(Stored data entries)
———

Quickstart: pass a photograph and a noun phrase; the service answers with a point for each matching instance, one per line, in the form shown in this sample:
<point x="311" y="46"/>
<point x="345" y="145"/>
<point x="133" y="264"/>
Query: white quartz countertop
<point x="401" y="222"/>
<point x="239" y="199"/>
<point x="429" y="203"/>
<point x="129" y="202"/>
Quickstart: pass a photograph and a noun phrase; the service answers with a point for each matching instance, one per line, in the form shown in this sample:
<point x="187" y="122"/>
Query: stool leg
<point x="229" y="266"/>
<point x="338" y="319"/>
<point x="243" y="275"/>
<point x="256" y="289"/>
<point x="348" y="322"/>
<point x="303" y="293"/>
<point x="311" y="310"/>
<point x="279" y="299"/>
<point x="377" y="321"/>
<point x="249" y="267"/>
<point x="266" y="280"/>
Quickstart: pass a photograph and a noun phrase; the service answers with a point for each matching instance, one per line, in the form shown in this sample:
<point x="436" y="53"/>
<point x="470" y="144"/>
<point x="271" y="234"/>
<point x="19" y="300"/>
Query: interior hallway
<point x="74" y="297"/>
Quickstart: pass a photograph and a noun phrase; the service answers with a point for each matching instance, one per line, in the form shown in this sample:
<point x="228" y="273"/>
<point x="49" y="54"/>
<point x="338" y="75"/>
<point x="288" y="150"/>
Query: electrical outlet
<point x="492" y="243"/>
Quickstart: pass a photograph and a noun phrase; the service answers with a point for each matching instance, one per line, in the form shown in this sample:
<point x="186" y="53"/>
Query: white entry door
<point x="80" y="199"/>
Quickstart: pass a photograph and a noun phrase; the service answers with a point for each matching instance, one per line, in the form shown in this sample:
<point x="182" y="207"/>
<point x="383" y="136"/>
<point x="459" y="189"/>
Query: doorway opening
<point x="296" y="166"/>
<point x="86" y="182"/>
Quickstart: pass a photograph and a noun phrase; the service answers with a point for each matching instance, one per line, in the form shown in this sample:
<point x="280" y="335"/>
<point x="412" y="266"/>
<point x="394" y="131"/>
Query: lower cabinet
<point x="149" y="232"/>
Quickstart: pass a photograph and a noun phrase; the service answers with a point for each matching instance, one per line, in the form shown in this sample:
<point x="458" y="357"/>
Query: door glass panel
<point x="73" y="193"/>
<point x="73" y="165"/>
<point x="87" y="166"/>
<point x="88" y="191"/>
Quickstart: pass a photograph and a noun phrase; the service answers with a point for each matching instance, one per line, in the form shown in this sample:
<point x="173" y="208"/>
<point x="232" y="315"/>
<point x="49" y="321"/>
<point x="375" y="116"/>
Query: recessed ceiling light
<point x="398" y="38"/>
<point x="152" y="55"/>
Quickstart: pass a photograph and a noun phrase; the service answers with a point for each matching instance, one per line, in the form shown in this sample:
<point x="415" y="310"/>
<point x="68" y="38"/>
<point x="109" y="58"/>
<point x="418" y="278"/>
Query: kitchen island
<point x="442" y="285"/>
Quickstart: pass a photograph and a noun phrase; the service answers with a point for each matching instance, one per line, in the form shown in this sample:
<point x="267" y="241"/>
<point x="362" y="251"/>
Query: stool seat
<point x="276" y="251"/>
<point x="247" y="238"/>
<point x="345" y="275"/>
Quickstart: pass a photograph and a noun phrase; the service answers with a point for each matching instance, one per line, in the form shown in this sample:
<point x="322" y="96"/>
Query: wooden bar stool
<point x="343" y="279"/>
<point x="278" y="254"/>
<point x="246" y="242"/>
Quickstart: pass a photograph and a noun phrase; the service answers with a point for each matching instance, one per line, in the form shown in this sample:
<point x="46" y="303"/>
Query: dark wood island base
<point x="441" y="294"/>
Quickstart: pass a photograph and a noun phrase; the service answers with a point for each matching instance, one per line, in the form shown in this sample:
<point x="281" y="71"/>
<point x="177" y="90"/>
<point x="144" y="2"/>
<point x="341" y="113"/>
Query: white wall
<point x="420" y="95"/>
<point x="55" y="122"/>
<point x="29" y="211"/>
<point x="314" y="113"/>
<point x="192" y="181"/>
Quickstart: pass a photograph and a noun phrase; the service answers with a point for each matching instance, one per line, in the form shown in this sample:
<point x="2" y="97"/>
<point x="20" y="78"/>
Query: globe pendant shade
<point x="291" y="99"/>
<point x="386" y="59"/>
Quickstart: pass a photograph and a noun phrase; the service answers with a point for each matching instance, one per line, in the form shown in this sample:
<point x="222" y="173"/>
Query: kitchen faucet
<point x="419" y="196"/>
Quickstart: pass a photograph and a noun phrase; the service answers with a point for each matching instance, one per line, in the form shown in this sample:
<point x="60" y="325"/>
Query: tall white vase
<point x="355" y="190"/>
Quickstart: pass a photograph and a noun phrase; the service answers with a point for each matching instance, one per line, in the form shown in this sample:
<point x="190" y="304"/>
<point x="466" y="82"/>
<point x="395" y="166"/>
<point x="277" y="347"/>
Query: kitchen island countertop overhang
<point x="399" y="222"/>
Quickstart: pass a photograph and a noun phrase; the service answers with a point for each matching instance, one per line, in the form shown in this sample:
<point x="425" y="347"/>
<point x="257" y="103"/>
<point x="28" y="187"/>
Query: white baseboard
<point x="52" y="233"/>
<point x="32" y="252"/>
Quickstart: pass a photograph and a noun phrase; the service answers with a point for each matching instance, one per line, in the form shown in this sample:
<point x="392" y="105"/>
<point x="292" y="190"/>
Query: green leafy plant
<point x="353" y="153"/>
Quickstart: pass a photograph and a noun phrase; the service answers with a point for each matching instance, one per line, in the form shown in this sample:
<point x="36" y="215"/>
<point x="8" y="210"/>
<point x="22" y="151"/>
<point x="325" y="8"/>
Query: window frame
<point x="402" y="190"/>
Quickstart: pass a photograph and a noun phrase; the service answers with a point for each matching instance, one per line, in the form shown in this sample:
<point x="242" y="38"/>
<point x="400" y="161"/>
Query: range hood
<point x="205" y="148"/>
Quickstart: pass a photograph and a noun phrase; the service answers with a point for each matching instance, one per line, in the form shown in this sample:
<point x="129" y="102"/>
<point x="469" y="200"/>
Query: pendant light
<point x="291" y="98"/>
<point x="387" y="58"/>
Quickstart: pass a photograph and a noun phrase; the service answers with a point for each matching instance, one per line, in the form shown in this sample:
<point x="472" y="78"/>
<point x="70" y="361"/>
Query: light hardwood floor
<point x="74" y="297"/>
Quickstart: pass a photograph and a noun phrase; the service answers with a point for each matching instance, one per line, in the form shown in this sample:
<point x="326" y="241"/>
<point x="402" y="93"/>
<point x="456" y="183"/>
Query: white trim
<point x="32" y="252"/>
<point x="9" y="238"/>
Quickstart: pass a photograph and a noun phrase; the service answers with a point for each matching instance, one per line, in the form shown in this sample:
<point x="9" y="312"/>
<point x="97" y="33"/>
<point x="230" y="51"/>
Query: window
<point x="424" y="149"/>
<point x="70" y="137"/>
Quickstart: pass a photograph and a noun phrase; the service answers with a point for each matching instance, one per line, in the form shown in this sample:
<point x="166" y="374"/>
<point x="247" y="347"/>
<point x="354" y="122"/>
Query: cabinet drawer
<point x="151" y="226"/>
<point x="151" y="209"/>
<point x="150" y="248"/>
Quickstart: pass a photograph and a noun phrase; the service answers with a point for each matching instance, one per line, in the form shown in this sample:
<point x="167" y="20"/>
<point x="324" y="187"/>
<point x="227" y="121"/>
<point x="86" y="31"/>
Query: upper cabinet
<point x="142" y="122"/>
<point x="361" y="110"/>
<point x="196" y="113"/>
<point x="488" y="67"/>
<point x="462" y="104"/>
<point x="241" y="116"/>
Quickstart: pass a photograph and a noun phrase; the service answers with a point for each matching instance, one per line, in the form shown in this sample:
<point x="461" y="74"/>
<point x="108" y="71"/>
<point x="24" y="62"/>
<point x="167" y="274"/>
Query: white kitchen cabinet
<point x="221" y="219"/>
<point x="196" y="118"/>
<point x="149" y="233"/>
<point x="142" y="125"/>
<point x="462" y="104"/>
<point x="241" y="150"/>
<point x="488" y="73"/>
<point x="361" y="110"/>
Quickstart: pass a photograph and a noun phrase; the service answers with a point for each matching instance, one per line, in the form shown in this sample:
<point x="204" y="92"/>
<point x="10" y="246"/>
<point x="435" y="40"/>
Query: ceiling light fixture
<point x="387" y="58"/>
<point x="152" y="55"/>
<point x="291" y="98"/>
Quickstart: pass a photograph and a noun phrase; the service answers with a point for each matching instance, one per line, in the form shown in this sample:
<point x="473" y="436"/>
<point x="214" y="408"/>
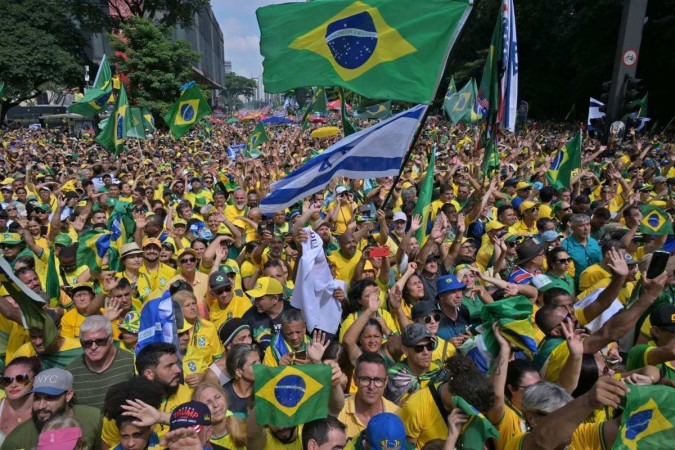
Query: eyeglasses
<point x="22" y="378"/>
<point x="366" y="381"/>
<point x="99" y="342"/>
<point x="436" y="318"/>
<point x="420" y="348"/>
<point x="223" y="290"/>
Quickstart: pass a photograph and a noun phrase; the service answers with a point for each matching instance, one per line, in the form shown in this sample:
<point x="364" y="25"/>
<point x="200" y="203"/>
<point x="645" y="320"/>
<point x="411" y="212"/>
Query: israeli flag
<point x="377" y="151"/>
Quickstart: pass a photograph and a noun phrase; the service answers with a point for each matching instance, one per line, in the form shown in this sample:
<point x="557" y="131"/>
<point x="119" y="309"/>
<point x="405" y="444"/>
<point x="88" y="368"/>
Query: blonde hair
<point x="236" y="428"/>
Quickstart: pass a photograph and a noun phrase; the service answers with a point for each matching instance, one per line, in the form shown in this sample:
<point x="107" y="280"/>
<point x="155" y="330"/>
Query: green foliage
<point x="155" y="65"/>
<point x="41" y="49"/>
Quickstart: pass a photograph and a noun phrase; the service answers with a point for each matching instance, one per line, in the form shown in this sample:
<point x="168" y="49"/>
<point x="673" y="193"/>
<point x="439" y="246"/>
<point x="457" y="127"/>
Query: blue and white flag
<point x="508" y="106"/>
<point x="157" y="322"/>
<point x="375" y="152"/>
<point x="594" y="110"/>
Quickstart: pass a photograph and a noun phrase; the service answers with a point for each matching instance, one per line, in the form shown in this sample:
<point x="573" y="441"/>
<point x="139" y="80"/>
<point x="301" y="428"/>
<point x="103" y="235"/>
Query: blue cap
<point x="448" y="283"/>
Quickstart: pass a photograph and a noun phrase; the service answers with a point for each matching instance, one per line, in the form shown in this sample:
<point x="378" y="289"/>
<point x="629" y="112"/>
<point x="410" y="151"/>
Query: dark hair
<point x="149" y="356"/>
<point x="33" y="363"/>
<point x="516" y="371"/>
<point x="470" y="384"/>
<point x="318" y="429"/>
<point x="355" y="292"/>
<point x="370" y="358"/>
<point x="136" y="388"/>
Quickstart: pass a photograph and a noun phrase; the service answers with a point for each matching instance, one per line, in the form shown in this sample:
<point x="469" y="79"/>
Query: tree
<point x="41" y="49"/>
<point x="155" y="65"/>
<point x="166" y="12"/>
<point x="236" y="85"/>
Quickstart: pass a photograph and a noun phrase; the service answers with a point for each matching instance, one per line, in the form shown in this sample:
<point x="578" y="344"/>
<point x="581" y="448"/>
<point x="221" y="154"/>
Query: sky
<point x="241" y="34"/>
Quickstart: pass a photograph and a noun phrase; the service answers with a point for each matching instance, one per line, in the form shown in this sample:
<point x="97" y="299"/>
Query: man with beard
<point x="52" y="396"/>
<point x="157" y="362"/>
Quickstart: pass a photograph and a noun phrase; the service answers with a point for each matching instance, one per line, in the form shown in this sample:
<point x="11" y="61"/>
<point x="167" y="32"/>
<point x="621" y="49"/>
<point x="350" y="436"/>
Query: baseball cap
<point x="189" y="415"/>
<point x="230" y="329"/>
<point x="63" y="239"/>
<point x="385" y="431"/>
<point x="266" y="286"/>
<point x="151" y="241"/>
<point x="663" y="316"/>
<point x="414" y="333"/>
<point x="61" y="439"/>
<point x="219" y="280"/>
<point x="448" y="283"/>
<point x="52" y="382"/>
<point x="400" y="215"/>
<point x="424" y="308"/>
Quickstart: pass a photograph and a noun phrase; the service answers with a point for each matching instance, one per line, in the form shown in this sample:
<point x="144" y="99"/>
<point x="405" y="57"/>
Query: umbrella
<point x="325" y="132"/>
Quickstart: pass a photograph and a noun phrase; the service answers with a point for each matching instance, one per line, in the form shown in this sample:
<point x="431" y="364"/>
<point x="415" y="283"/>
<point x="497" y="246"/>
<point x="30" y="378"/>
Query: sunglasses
<point x="99" y="342"/>
<point x="222" y="290"/>
<point x="436" y="317"/>
<point x="420" y="348"/>
<point x="22" y="378"/>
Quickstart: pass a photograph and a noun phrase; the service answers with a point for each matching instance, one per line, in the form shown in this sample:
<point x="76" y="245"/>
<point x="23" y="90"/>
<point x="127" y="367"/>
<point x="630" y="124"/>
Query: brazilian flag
<point x="190" y="107"/>
<point x="477" y="429"/>
<point x="567" y="159"/>
<point x="287" y="396"/>
<point x="255" y="140"/>
<point x="387" y="49"/>
<point x="648" y="420"/>
<point x="655" y="221"/>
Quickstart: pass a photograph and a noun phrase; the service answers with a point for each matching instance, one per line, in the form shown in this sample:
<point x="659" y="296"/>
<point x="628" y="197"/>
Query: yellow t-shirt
<point x="110" y="434"/>
<point x="421" y="418"/>
<point x="587" y="437"/>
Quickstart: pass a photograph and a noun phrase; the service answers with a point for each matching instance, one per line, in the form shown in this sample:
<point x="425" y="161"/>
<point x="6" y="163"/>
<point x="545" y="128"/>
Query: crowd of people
<point x="419" y="311"/>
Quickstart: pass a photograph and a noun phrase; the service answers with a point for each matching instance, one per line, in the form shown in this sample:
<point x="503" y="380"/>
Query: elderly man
<point x="370" y="373"/>
<point x="101" y="365"/>
<point x="52" y="396"/>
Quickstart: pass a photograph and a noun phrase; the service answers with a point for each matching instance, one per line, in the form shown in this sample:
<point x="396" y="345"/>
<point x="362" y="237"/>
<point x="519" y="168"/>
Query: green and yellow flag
<point x="387" y="49"/>
<point x="423" y="205"/>
<point x="115" y="132"/>
<point x="255" y="140"/>
<point x="190" y="107"/>
<point x="559" y="175"/>
<point x="648" y="420"/>
<point x="655" y="221"/>
<point x="477" y="429"/>
<point x="287" y="396"/>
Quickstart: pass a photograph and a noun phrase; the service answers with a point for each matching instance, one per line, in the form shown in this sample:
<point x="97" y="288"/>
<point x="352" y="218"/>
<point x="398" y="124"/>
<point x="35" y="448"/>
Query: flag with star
<point x="655" y="221"/>
<point x="190" y="107"/>
<point x="387" y="49"/>
<point x="287" y="396"/>
<point x="648" y="420"/>
<point x="568" y="158"/>
<point x="115" y="132"/>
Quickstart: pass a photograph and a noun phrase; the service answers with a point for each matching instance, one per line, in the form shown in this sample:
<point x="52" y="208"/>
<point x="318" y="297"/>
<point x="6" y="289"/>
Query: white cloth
<point x="314" y="287"/>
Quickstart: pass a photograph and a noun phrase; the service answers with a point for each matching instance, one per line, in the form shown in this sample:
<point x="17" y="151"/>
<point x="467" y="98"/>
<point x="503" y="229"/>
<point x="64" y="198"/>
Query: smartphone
<point x="379" y="252"/>
<point x="658" y="264"/>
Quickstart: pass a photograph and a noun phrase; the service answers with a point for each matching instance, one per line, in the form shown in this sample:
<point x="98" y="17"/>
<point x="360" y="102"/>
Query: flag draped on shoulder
<point x="388" y="49"/>
<point x="115" y="132"/>
<point x="157" y="322"/>
<point x="375" y="152"/>
<point x="423" y="205"/>
<point x="190" y="107"/>
<point x="655" y="221"/>
<point x="568" y="158"/>
<point x="287" y="396"/>
<point x="648" y="420"/>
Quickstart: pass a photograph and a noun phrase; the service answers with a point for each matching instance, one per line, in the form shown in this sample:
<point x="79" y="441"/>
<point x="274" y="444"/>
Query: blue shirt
<point x="583" y="256"/>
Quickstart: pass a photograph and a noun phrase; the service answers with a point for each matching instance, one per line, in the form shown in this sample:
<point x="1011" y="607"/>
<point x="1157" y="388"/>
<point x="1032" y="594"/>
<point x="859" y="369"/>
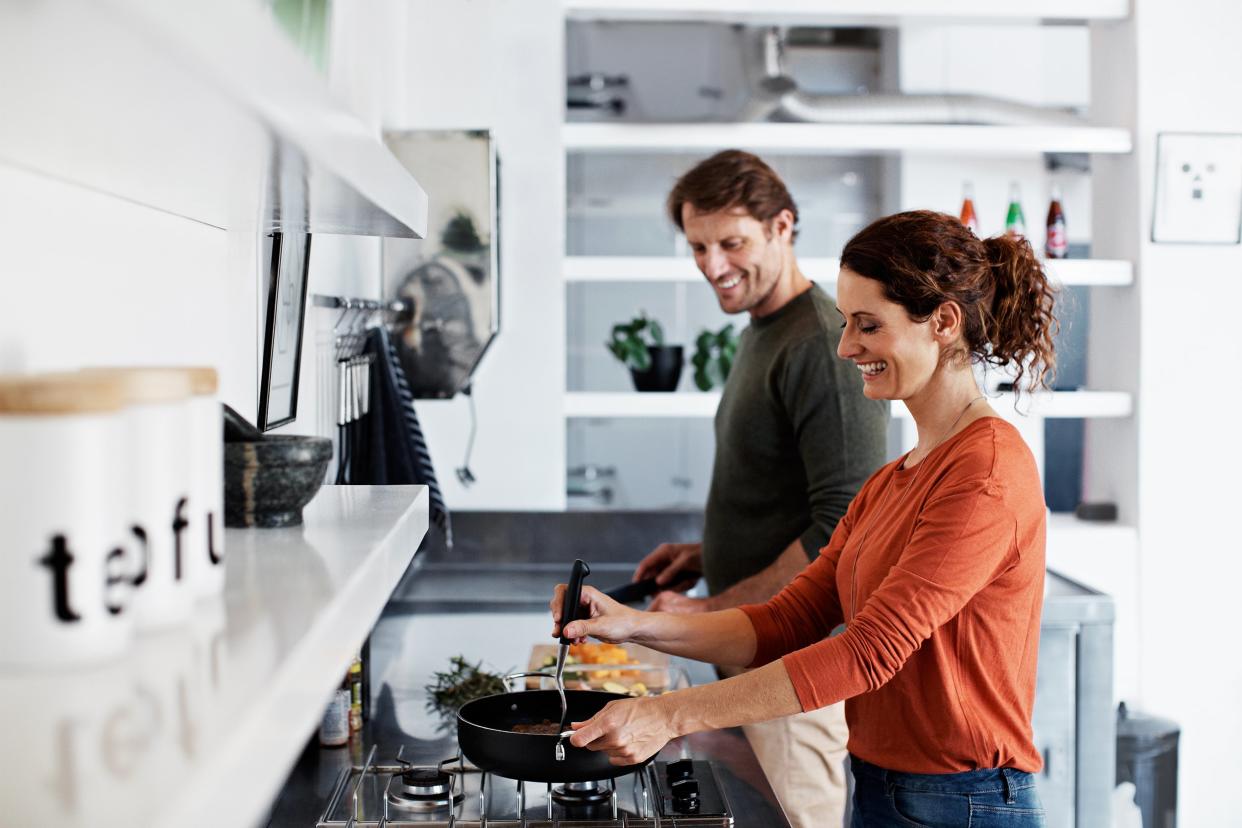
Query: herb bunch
<point x="463" y="683"/>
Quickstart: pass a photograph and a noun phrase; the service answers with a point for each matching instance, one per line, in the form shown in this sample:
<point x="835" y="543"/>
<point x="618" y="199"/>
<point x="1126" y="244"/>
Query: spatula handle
<point x="573" y="606"/>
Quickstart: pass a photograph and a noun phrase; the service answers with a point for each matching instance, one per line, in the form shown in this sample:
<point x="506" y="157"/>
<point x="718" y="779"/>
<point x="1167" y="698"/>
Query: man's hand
<point x="667" y="560"/>
<point x="605" y="618"/>
<point x="629" y="730"/>
<point x="678" y="603"/>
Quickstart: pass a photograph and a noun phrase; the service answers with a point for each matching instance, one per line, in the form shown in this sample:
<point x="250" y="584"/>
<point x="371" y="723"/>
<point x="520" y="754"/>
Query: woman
<point x="935" y="570"/>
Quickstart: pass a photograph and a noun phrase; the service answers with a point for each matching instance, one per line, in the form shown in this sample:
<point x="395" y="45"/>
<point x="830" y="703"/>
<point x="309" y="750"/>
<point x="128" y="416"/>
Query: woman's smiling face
<point x="896" y="354"/>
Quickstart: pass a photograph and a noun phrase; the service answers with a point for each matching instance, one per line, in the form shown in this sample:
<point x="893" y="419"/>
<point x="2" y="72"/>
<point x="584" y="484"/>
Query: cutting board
<point x="655" y="679"/>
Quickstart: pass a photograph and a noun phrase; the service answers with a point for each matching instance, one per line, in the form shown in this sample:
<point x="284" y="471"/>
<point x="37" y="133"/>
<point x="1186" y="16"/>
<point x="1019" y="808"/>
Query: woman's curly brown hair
<point x="925" y="258"/>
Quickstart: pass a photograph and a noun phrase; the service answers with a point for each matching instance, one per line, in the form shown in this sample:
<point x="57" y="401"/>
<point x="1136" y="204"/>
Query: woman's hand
<point x="629" y="730"/>
<point x="605" y="618"/>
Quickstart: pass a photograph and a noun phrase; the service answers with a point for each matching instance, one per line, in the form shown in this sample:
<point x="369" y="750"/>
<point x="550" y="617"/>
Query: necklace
<point x="947" y="432"/>
<point x="883" y="505"/>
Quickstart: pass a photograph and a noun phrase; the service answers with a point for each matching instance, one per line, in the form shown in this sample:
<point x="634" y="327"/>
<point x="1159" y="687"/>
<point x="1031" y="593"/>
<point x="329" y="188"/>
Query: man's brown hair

———

Report every line above that contains the word "dark". Treat uppercase and lowercase as distinct.

__Correct result__
Query: dark wood island base
Query: dark hair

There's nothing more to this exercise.